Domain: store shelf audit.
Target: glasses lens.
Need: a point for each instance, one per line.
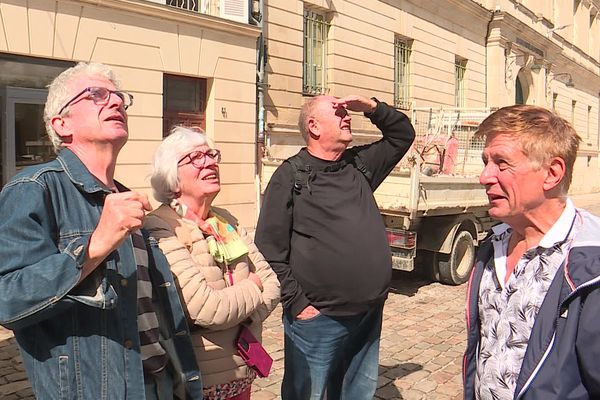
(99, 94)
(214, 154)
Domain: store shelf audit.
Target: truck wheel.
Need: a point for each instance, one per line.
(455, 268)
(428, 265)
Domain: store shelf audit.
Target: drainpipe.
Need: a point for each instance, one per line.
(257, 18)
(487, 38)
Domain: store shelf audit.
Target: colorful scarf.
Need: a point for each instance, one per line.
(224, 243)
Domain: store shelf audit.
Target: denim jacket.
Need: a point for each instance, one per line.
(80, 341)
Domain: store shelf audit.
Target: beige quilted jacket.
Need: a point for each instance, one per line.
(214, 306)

---*---

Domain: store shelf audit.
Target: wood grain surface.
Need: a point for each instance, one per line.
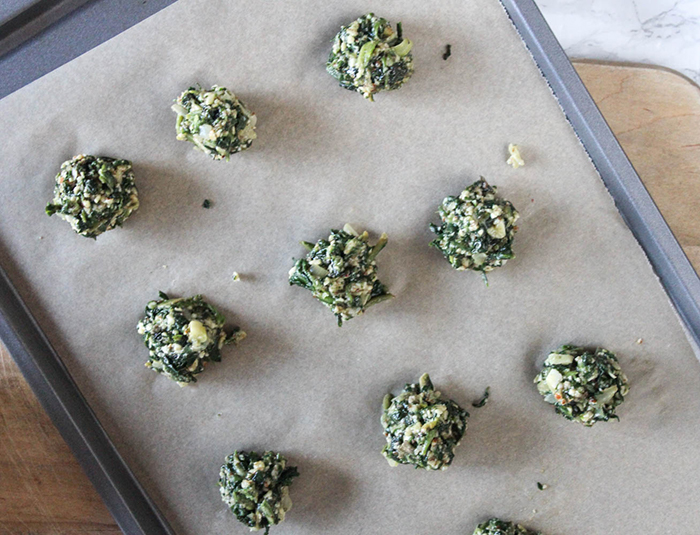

---*---

Pull out every line of the records that contains the word "Target", treating uppercase and lowercase as different.

Task answer:
Target: glasses lens.
Target: truck wheel.
Target: drainpipe.
Target: colorful scarf.
Target: denim jacket.
Target: beige quilted jacket.
Target: wood grain surface.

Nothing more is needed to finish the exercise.